**Selected text:**
====================

So what do I think needs to happen??



First I agree with Mayor Clinton of Bend when he suggests that there should be a fee on shipments of haz mats to raise money for governments to prepare for incidents such as oil train fires.  Of course this has to happen at the federal level.    



I think the railroads and the oil industry need to step up and help local governments with our preparation for an oil train incident—and so far, despite the assurances I have read from them in the press and from the information we have gathered from our survey of local first responders, they have failed to help local governments in any meaningful way.



I also agree with and applaud the Gorge Commission’s recent resolution urging OR and WA to impose a moratorium on these Bakken Oil trains in the Gorge until a comprehensive risk assessment is completed.



In Hood River, the City Council has written a letter to Governor Kitzhaber with 2 requests: First for OR to conduct or commission such a risk assessment, noting that Governor Inslee has already directed his staff to perform a risk assessment of these oil trains, so perhaps OR and WA can work together on this issue.

====================

**To do:** Summarize the text on oil train safety in two sentences.

====================

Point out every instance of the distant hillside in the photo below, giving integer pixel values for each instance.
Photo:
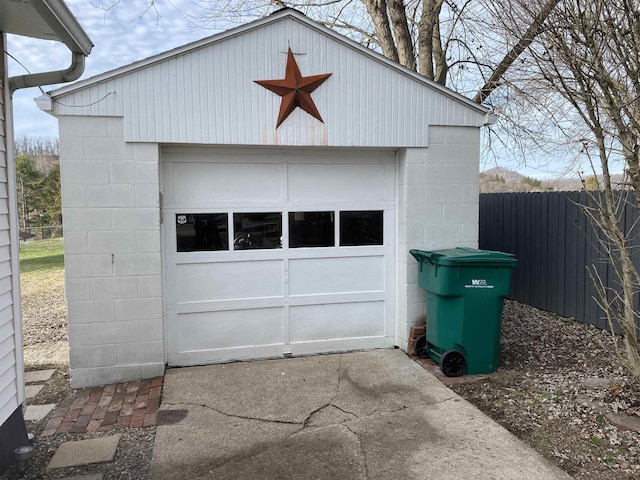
(505, 180)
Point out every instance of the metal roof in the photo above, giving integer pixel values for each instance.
(278, 15)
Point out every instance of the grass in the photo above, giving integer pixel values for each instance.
(42, 256)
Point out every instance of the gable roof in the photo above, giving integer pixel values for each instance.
(204, 92)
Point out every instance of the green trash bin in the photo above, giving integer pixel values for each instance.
(465, 292)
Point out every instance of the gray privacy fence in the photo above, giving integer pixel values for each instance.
(554, 243)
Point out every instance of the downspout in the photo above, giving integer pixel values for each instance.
(72, 73)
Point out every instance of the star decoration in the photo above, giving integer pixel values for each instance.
(295, 90)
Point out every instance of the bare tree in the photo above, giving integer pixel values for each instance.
(589, 58)
(437, 38)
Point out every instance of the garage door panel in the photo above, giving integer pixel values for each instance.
(329, 284)
(195, 182)
(316, 276)
(340, 183)
(201, 282)
(230, 329)
(336, 321)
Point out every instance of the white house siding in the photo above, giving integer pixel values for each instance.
(112, 129)
(112, 252)
(207, 95)
(438, 205)
(11, 368)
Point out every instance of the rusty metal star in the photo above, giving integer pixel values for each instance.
(295, 90)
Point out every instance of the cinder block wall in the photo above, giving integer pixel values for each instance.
(111, 220)
(438, 201)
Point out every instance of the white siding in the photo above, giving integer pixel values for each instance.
(207, 95)
(11, 391)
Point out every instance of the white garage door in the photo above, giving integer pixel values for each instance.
(271, 253)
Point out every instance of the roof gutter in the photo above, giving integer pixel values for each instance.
(58, 16)
(72, 73)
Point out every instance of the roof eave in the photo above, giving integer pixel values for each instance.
(61, 20)
(257, 24)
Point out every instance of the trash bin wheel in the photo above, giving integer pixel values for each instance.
(421, 347)
(452, 363)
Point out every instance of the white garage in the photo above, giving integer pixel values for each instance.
(295, 246)
(255, 194)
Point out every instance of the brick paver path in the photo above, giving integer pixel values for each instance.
(109, 407)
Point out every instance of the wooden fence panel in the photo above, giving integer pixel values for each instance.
(555, 246)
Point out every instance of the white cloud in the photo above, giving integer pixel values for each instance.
(122, 35)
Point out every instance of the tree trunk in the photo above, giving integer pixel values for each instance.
(401, 33)
(426, 31)
(378, 12)
(526, 40)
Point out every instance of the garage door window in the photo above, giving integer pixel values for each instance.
(257, 230)
(361, 228)
(311, 229)
(197, 232)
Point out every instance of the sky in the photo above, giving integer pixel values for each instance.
(123, 35)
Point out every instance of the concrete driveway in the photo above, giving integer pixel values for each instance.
(365, 415)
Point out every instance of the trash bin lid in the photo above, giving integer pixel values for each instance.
(465, 256)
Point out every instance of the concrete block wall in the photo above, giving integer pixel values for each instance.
(438, 202)
(111, 219)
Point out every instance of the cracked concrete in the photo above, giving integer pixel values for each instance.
(366, 415)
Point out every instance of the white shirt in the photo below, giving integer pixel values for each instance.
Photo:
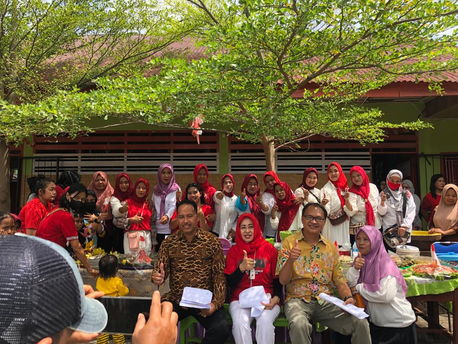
(388, 306)
(269, 200)
(226, 215)
(169, 209)
(358, 214)
(338, 233)
(391, 207)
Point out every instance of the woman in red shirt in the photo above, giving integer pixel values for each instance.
(34, 211)
(137, 237)
(59, 227)
(252, 262)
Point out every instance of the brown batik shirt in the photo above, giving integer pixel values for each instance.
(198, 263)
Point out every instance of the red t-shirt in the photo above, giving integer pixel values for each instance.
(142, 209)
(266, 262)
(33, 213)
(59, 227)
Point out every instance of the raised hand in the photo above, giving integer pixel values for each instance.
(161, 326)
(158, 277)
(295, 252)
(243, 196)
(359, 261)
(179, 194)
(324, 201)
(247, 263)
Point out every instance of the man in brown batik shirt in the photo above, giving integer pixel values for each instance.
(194, 258)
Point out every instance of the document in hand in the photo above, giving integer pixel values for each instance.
(196, 298)
(352, 309)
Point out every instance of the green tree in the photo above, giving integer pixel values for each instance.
(279, 71)
(52, 45)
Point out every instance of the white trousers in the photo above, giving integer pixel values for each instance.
(241, 324)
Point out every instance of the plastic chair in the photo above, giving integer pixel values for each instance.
(187, 331)
(225, 245)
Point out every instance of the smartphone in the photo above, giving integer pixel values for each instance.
(123, 312)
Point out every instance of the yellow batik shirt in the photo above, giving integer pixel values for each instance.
(316, 271)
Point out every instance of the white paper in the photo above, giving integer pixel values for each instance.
(352, 309)
(196, 298)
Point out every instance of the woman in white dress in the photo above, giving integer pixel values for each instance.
(164, 200)
(268, 201)
(364, 199)
(335, 190)
(226, 212)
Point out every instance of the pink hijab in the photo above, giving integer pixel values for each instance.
(101, 195)
(378, 263)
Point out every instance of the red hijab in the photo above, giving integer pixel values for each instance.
(101, 195)
(121, 195)
(134, 196)
(275, 177)
(230, 194)
(304, 177)
(341, 183)
(241, 245)
(287, 207)
(363, 190)
(254, 206)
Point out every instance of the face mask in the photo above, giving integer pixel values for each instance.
(76, 206)
(393, 186)
(90, 208)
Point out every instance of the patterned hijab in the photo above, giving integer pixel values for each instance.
(101, 195)
(446, 216)
(304, 177)
(121, 195)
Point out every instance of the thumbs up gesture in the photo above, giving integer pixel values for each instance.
(158, 277)
(247, 263)
(295, 252)
(359, 261)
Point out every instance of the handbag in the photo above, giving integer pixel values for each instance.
(338, 217)
(134, 240)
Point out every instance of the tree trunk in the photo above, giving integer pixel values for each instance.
(5, 201)
(270, 152)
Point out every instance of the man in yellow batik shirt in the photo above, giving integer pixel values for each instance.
(309, 265)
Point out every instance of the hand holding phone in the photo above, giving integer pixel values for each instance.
(161, 327)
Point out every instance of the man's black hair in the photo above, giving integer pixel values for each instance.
(315, 205)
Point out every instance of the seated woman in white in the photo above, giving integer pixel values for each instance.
(376, 277)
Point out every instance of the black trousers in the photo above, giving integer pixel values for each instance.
(216, 326)
(392, 335)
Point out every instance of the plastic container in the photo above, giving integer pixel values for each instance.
(407, 251)
(225, 245)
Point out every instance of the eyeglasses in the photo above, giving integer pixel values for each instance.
(314, 218)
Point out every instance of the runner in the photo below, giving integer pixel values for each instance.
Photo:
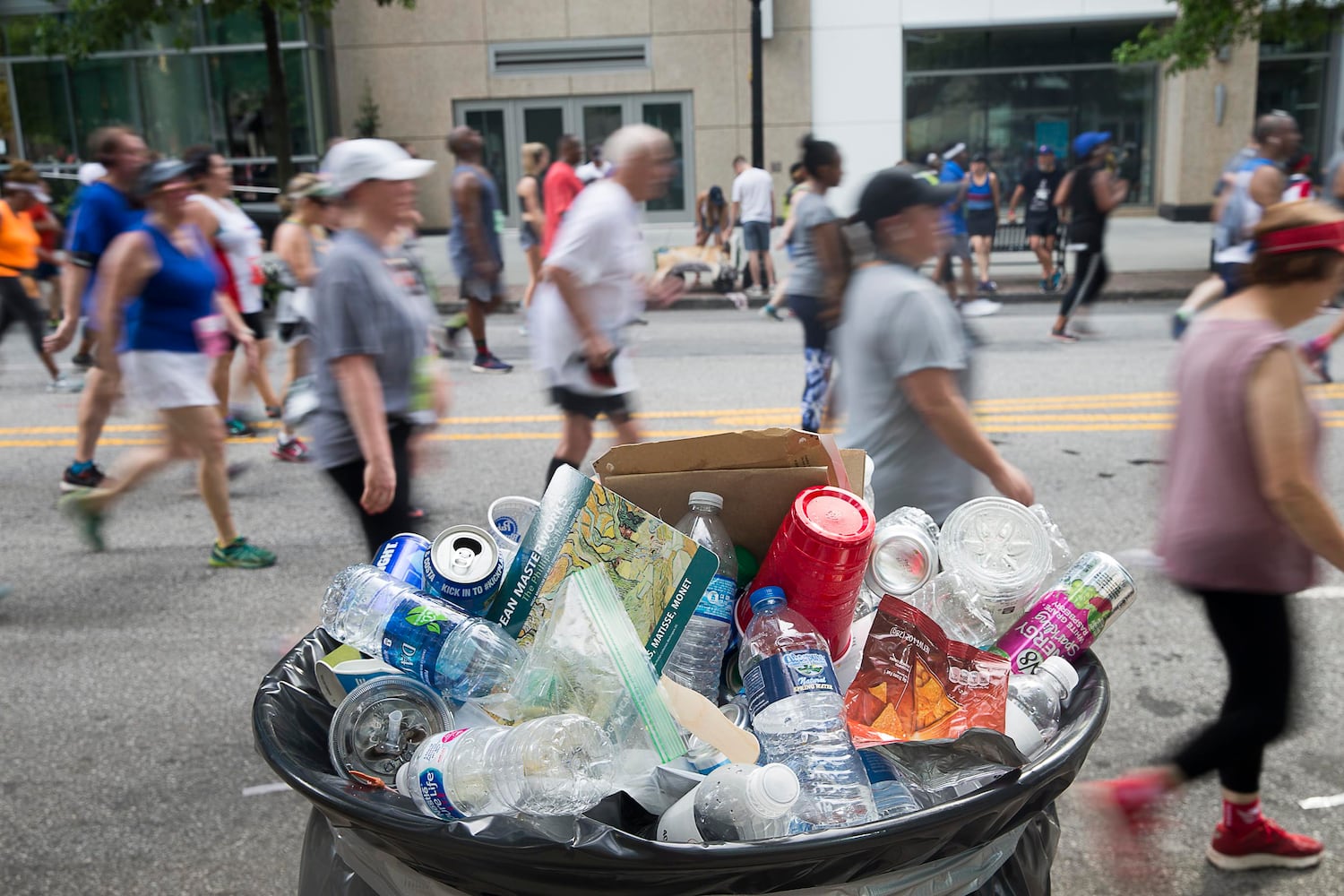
(596, 282)
(371, 339)
(1042, 218)
(237, 239)
(906, 359)
(816, 280)
(163, 281)
(19, 258)
(473, 245)
(1091, 194)
(104, 214)
(1242, 520)
(983, 196)
(531, 199)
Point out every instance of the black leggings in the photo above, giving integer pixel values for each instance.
(395, 519)
(16, 306)
(1258, 641)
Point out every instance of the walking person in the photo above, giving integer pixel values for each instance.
(105, 211)
(908, 362)
(19, 258)
(817, 276)
(161, 279)
(1042, 220)
(473, 245)
(1091, 193)
(371, 347)
(531, 201)
(1242, 520)
(596, 282)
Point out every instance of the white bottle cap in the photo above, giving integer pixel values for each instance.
(707, 497)
(771, 790)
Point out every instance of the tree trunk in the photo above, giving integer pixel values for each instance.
(277, 99)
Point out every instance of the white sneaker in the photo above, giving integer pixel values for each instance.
(980, 308)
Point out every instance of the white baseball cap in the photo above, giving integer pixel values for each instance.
(352, 161)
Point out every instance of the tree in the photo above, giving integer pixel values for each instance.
(93, 26)
(1203, 29)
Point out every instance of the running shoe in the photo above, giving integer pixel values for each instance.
(88, 478)
(980, 308)
(1262, 845)
(241, 555)
(487, 363)
(75, 505)
(293, 452)
(65, 384)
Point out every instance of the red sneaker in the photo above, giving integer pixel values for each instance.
(1263, 845)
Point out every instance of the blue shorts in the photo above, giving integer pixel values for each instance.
(755, 236)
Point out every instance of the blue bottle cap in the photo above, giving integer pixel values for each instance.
(769, 594)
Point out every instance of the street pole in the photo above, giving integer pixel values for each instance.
(757, 90)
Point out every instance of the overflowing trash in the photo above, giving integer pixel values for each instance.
(570, 653)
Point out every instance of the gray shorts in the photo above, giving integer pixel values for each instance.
(755, 236)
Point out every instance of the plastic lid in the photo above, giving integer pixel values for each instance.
(707, 497)
(763, 595)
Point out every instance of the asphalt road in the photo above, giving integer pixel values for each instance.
(125, 745)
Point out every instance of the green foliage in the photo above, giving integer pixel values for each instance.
(1203, 27)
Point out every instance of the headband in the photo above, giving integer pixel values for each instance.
(1303, 239)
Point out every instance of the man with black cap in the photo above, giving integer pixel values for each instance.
(908, 362)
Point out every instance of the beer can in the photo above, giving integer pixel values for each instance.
(402, 556)
(462, 567)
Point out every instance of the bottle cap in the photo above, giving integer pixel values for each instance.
(707, 497)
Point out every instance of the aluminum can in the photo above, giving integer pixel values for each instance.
(462, 567)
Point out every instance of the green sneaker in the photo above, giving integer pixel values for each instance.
(75, 505)
(241, 555)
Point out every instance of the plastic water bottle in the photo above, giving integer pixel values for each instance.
(890, 791)
(550, 766)
(1037, 702)
(698, 659)
(734, 804)
(459, 656)
(797, 712)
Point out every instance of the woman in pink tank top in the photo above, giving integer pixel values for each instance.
(1242, 521)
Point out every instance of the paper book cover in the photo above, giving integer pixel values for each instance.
(658, 573)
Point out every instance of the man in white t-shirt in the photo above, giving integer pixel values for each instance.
(753, 204)
(596, 282)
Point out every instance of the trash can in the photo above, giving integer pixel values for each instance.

====================

**Response to the exercise:** The writer agrees with Mayor Clinton of Bend that a federal fee on hazardous material shipments should fund government preparation for incidents like oil train fires, and says the railroads and oil industry have so far failed to help local governments prepare in any meaningful way. The writer also applauds the Gorge Commission's resolution urging OR and WA to impose a moratorium on Bakken oil trains in the Gorge until a comprehensive risk assessment is completed, and notes that the Hood River City Council has asked Governor Kitzhaber for OR to conduct or commission such an assessment.